TEXT SECTION -

'''

Hans Alf Gallery is proud to present American painter Deborah Brown's first solo exhibition in Scandinavia.
Featuring works created over the past two years, the exhibition is centred around two series: still lifes and New York City streetscapes. Atmospheric, at times haunting, the works offer a significant account of life and work, exploring themes of subjecthood, intimacy, and the negotiation between private and public spheres, reflective of the psychological reality imposed by metropolitan living.
The exhibition reveals the urban grid and communities of New York City, where Brown has lived since 1982, in particular East Williamsburg, Brooklyn, where her studio and apartment are located. During the pandemic, she would roam the empty streets with her dog. In the absence of human activity, she began to notice the shadows cast by herself, the protagonist, a spectral flâneur, only connected by a leash to her canine companion.
From these everyday encounters, she began to paint what would later become her two most iconic series, both represented in this exhibition: Shadow Paintings (2020-2022) and Haunted House (2022). Painted with vivid colours and gestural brushstrokes, they reflect her commitment to figuration while abstraction ascends with her sensitivity and compassion towards her surroundings. As the shadows grow longer, the cityscape, familiar to any New Yorker in the outer boroughs, rises from the wet cobalt and marigold sidewalks like an impressionistic water mirror.

'''

TASK INSTRUCTIONS -
**A)** Quote the passage from the Deborah Brown exhibition text starting at "Hans Alf Gallery" and ending at "by metropolitan living.".
**B)** Write the next part of the Deborah Brown exhibition text, picking up after its final sentence.

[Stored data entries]

'''

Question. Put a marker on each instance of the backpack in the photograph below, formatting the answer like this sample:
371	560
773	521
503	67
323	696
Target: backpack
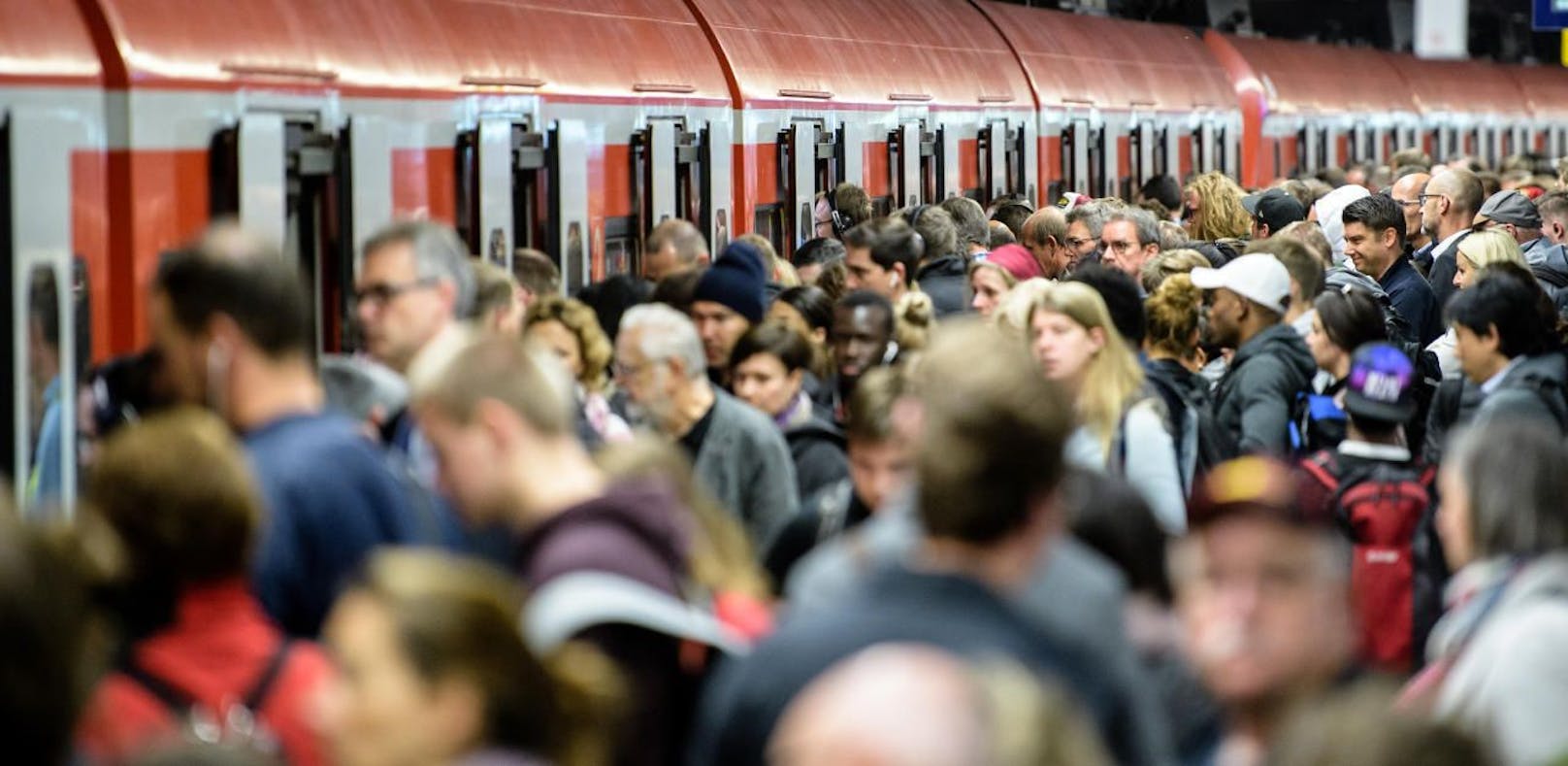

'''

RESPONSES TO THE EXERCISE -
**A)**
Hans Alf Gallery is proud to present American painter Deborah Brown's first solo exhibition in Scandinavia.
Featuring works created over the past two years, the exhibition is centred around two series: still lifes and New York City streetscapes. Atmospheric, at times haunting, the works offer a significant account of life and work, exploring themes of subjecthood, intimacy, and the negotiation between private and public spheres, reflective of the psychological reality imposed by metropolitan living.

**B)**
The symphony of colours resonates in the series of still lifes. Her home in East Williamsburg, Brooklyn, becomes a study in total artistic immersion. No surface is left untouched by Brown’s vision, or her brush. Even the collectibles - from the Japanese peacock screen to the skulls from her husband’s dental practice, the Danish design classic The Egg, figurines from her mother’s travels and other ephemera - bear Brown’s imprint, full of life. By delving into the details of her own home, she uncovers a portrait of herself, the person who has just left the roomor is standing just outside the frame.
There are two kinds of paintings; the ones you see, and the ones you remember. Brown’s works belong to the latter. They take us back to the materiality of painting, to the physical encounter. It roots us in the moments, and, perhaps, in life itself.
Deborah Brown (b. 1955, California) holds an BA from Yale University and an MFA from Indiana University. Her work is widely represented in national and international museum and private collections, including the ICA, Miami, and the Portland Museum of Art, Maine, by donation from the Alex Katz Foundation. This marks her first solo in Scandinavia. Brown lives and works in East Williamsburg, Brooklyn, New York.
"Memento Mori" opens February 23rd and will be on view through March 23rd.